:: EXERCISE BRIEF ::
Look through the lines below and copy each one that includes "pointer".

:: RECORDS FOR PROCESSING ::
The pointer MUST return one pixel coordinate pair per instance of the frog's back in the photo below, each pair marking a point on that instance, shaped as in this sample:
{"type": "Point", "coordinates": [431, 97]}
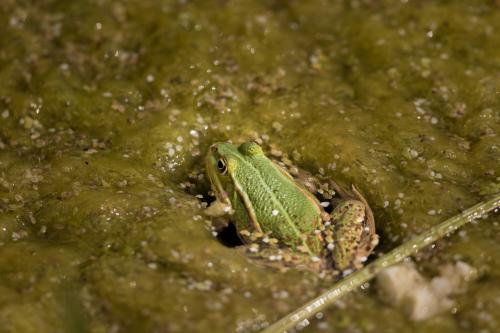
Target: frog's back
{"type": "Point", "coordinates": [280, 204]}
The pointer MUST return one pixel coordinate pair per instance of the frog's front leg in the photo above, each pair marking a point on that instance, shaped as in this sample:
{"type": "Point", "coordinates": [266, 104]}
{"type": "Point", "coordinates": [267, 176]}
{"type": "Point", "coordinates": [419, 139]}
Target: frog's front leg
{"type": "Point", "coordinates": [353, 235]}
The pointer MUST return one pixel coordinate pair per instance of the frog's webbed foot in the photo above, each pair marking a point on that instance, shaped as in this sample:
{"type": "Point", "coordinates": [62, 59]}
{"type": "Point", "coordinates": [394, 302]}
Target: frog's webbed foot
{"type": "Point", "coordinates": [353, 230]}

...

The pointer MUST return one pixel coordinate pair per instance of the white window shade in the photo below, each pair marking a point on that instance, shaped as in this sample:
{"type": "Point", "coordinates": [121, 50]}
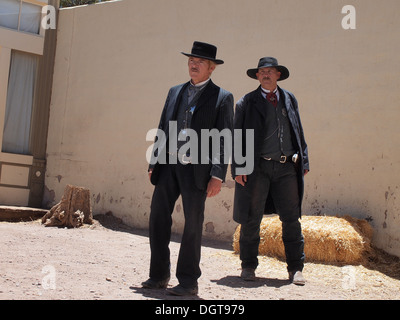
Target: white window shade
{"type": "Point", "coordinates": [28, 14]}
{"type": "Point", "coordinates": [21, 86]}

:: REPLY TO THE EXERCISE ::
The pointer MUST return one pixel coordinate pair per instance of the frog's back in the photo below, each pair marking a point on that instance, shaped as in this sample:
The pointer MUST return one pixel coordinate pair per instance of the frog's front leg in the photo above, each pair marking a point on that instance, shaped as in this sample:
The pointer MUST return one pixel coordinate pair per instance of the frog's webbed foot in the photo above, each pair marking a point on that instance, shaped as in this sample:
The pointer MUST return one pixel coordinate pair per instance of the white window shade in the photo below, each pair marking a point on that instance, shaped as in this sample:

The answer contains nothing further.